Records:
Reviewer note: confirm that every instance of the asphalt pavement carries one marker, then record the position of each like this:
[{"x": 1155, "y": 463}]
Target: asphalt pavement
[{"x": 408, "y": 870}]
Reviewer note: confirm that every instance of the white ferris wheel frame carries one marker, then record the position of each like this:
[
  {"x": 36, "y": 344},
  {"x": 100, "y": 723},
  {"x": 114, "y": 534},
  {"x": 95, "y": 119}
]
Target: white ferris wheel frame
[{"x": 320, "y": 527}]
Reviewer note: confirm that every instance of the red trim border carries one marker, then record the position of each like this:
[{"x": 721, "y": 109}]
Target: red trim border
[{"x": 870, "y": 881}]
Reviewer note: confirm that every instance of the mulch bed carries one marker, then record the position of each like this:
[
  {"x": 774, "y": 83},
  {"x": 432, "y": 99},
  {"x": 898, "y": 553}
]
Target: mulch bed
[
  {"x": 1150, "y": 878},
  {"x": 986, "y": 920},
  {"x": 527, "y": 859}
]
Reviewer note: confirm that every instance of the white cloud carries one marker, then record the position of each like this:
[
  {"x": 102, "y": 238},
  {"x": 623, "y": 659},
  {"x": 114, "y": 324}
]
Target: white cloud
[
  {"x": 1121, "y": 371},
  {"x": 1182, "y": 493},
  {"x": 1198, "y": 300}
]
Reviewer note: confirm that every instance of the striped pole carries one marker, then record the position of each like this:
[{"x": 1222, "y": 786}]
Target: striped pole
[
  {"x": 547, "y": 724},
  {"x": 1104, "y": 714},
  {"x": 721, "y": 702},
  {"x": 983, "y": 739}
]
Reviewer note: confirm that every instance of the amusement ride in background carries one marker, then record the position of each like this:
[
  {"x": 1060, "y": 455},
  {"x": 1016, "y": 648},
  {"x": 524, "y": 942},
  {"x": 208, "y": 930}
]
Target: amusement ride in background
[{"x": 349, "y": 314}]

Job — Rewrite all the rows above as a numbered list, leaving out blank lines.

Worked answer —
1. Reviewer note: confirm that every instance of the asphalt pavement carries one marker, then record the position of each like this:
2. [{"x": 1155, "y": 463}]
3. Target: asphalt pavement
4. [{"x": 408, "y": 870}]
5. Reviewer note: confirm that every instance of the white ferris wheel frame carries one marker, then record the position of each like this:
6. [
7.   {"x": 36, "y": 344},
8.   {"x": 100, "y": 723},
9.   {"x": 114, "y": 534},
10.   {"x": 95, "y": 119}
11. ]
12. Target: white ferris wheel frame
13. [{"x": 320, "y": 527}]
14. Reviewer note: confirm that every instance of the red trim border carries one marker, then record the position of each like this:
15. [{"x": 721, "y": 109}]
16. Target: red trim border
17. [{"x": 870, "y": 881}]
18. Reviewer note: confirm that every instance of the mulch bed carries one marker, then record the position of each like this:
19. [
20.   {"x": 774, "y": 83},
21.   {"x": 432, "y": 99},
22.   {"x": 898, "y": 553}
23. ]
24. Target: mulch bed
25. [
26.   {"x": 1150, "y": 878},
27.   {"x": 986, "y": 920},
28.   {"x": 527, "y": 859}
29. ]
30. Reviewer note: confirm that every instance of the white cloud carries one marker, then record the position of each like this:
31. [
32.   {"x": 102, "y": 238},
33.   {"x": 623, "y": 659},
34.   {"x": 114, "y": 324}
35. ]
36. Target: white cloud
37. [
38.   {"x": 1121, "y": 371},
39.   {"x": 1182, "y": 493},
40.   {"x": 1198, "y": 300}
41. ]
42. Reviewer note: confirm that every instance of the striped pole carries one marker, then record the position of each like this:
43. [{"x": 1222, "y": 786}]
44. Target: striped pole
45. [
46.   {"x": 547, "y": 724},
47.   {"x": 1104, "y": 714},
48.   {"x": 721, "y": 702},
49.   {"x": 983, "y": 739}
50. ]
51. Reviewer note: confirm that every instance of the amusement ride in background carries one marker, then record the position of each like this:
52. [
53.   {"x": 1060, "y": 455},
54.   {"x": 1016, "y": 648},
55.   {"x": 524, "y": 942},
56.   {"x": 208, "y": 930}
57. ]
58. Target: amusement ride in background
59. [{"x": 349, "y": 314}]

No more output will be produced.